= EXCERPT =

"""

NT Use OT: Reformed Consensus?

Unique Name

Puritan Board Freshman
Hello. I am currently reading Zondervan's NT Use of the OT debate book. The three views represented are as follows.

Single meaning, unified referents: accurate and authoritative citations of the OT by the NT (Walter Kaiser JR.)
Single meaning, multiple contexts and referents: The NT's legitimate, accurate, and multifaceted use of the old (Darrell Bock)
Fuller meaning, single goal: A Christotelic approach to the NT use of the old in its first-century interpretive environment (Peter Enns)

"""

= DATASET CONTENT =
"""

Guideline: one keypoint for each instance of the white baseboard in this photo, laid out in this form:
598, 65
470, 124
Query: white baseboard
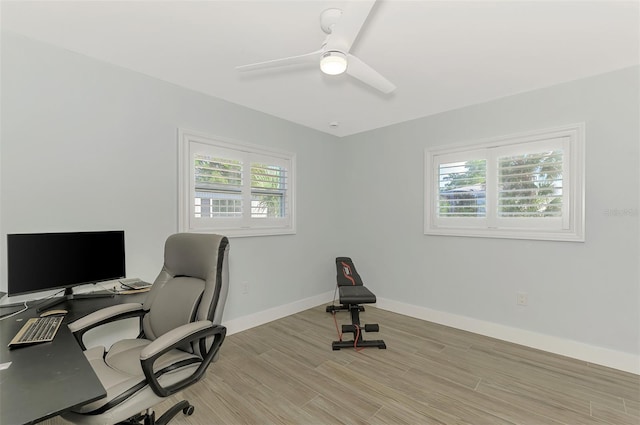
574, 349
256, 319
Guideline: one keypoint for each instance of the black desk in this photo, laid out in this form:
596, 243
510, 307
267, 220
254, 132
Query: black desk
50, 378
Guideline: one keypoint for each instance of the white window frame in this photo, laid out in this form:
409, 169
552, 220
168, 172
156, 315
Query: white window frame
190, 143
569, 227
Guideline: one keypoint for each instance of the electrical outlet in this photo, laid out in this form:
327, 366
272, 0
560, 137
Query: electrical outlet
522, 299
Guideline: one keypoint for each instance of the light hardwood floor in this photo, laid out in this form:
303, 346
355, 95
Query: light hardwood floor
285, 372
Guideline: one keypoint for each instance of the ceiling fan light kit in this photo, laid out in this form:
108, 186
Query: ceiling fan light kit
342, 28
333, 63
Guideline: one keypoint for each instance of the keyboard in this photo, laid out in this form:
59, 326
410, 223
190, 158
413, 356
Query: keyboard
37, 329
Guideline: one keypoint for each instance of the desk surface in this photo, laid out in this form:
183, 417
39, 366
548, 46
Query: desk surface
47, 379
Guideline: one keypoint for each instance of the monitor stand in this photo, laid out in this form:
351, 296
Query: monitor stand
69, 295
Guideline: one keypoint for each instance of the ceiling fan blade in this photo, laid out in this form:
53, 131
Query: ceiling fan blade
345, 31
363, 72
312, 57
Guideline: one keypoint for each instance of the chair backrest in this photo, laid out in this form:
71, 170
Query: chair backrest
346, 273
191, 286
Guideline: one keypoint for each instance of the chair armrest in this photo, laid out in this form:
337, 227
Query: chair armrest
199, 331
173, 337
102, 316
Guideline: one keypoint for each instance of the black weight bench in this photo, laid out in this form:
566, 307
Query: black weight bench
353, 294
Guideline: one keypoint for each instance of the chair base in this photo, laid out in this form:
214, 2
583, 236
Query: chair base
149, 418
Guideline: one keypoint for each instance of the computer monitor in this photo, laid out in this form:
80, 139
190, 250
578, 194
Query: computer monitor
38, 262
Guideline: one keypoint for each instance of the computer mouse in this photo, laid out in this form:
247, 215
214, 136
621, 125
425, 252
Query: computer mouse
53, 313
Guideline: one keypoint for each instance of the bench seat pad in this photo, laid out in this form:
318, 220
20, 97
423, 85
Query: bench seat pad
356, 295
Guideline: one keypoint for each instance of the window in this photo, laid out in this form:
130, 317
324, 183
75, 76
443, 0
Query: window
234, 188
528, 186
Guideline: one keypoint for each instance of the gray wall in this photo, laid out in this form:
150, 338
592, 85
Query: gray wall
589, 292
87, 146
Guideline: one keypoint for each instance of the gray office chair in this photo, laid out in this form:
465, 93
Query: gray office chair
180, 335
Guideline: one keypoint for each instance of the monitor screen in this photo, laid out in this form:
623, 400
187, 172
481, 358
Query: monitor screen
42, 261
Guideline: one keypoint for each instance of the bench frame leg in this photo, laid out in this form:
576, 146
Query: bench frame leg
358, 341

"""
"""

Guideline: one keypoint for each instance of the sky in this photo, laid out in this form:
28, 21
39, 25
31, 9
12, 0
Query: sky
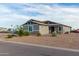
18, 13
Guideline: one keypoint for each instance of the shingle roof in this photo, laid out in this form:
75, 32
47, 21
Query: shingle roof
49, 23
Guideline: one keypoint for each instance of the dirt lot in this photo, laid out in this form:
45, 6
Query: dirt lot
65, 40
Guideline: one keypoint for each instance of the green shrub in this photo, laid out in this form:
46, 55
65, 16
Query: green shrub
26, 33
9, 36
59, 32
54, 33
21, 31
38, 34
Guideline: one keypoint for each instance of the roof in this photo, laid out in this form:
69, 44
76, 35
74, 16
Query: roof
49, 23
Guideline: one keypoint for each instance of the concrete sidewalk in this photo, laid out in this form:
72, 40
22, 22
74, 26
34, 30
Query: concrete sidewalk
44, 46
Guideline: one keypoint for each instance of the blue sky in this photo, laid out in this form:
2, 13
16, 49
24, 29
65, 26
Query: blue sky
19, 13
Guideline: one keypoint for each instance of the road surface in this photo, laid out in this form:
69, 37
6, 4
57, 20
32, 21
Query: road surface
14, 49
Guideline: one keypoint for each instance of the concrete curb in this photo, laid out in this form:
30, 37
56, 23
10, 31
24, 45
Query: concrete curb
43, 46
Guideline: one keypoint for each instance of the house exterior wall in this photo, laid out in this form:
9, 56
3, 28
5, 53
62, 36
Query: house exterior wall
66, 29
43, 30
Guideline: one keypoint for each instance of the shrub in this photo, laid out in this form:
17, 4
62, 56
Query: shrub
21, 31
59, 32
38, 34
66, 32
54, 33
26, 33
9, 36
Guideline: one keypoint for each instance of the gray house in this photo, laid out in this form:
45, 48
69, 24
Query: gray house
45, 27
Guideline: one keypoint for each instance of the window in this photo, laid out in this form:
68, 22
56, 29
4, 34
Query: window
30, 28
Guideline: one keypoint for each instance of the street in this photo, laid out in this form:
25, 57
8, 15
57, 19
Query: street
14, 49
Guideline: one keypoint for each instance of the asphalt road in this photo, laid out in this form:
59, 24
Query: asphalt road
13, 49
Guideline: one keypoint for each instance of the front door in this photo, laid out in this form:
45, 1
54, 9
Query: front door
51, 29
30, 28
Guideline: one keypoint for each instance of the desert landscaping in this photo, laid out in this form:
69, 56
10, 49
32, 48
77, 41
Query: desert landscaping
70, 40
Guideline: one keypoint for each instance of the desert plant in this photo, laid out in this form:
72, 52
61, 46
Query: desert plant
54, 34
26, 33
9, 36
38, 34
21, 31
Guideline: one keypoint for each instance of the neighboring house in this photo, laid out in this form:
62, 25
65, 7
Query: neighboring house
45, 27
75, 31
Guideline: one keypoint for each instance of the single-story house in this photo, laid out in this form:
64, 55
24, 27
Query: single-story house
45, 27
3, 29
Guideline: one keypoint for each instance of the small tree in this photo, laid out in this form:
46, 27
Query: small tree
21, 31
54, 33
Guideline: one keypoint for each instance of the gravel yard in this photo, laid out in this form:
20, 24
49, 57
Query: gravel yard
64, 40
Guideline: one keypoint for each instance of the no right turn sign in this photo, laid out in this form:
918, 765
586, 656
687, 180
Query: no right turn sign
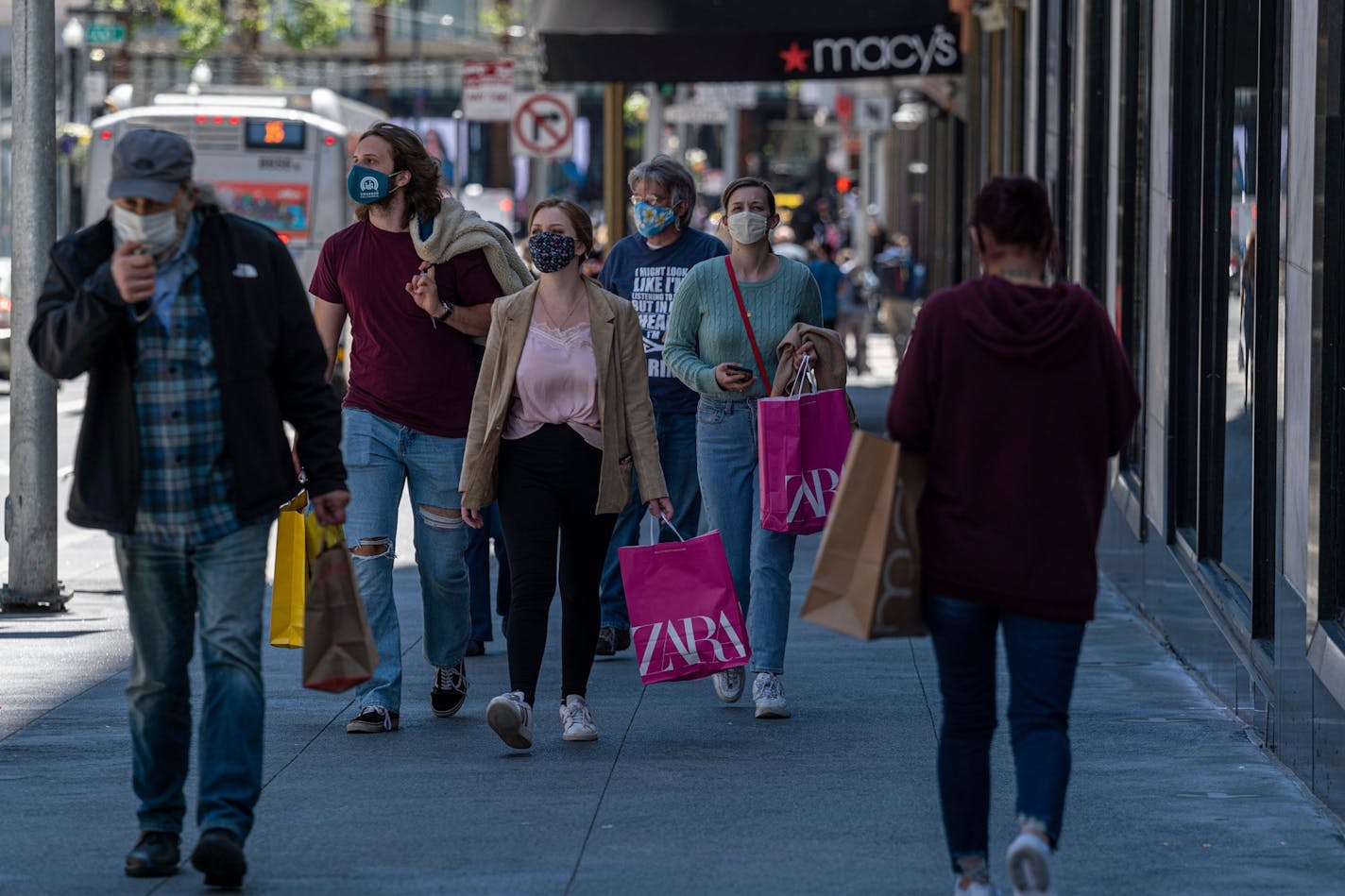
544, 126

"""

= EXERCISE SET =
- a) Print everything in the forum post from "Puritan Board Freshman" down to "environment (Peter Enns)".
- b) In the forum post, what book does the writer say they are currently reading?
- c) Go on with the forum post about the New Testament's use of the Old Testament from the point where it stops.
The rows above are separate material and have nothing to do with the forum post.

= ANSWER SET =
- a)
Puritan Board Freshman
Hello. I am currently reading Zondervan's NT Use of the OT debate book. The three views represented are as follows.

Single meaning, unified referents: accurate and authoritative citations of the OT by the NT (Walter Kaiser JR.)
Single meaning, multiple contexts and referents: The NT's legitimate, accurate, and multifaceted use of the old (Darrell Bock)
Fuller meaning, single goal: A Christotelic approach to the NT use of the old in its first-century interpretive environment (Peter Enns)

- b) Zondervan's NT Use of the OT debate book.

- c)
I started with Enns (being drawn to the title) and his views resonate with me. His hermeneutical-historical approach offers the counterweight I was looking for to 'historical-grammatical' interpretation. I find that the latter method is lacking the spiritual depth on display in the NT author's use of the OT. Furthermore, I understand 'Christocentric' (i.e., Christ in nearly every verse) and 'historical-grammatical' methods somewhat incompatible. This is not to say that the historical-grammatical method is crud; Enns himself points out, historical-grammatical method entails the study of historical context, which includes second temple literature; NT authors use of LXX and thus LXX criticism; second temple interpretive lenses, etc. The point, however, is that historical-grammatical method is not a principle that the NT authors kept in the back of their mind most likely, rather a Christotelic one (possibly an outgrowth of second temple creative exegesis). And that is significant for me, and a refreshing take on the subject; instead of working out perceived 'tensions' (a possible result of being a Westerner with Western methods of interpretation), we should let the text speak organically on it's own terms. I know that last point is fuzzy, but you get the point.

I am aware of Enns' unorthodoxy leanings, and I am not endorsing him outright. I am deeply curious as to what the Reformed take is (if there is one) on the NT use of the OT. Is there a way to adopt Enns' view without becoming a heretic? Please chime in, even if it's just to pick one of the above three views. Thank you!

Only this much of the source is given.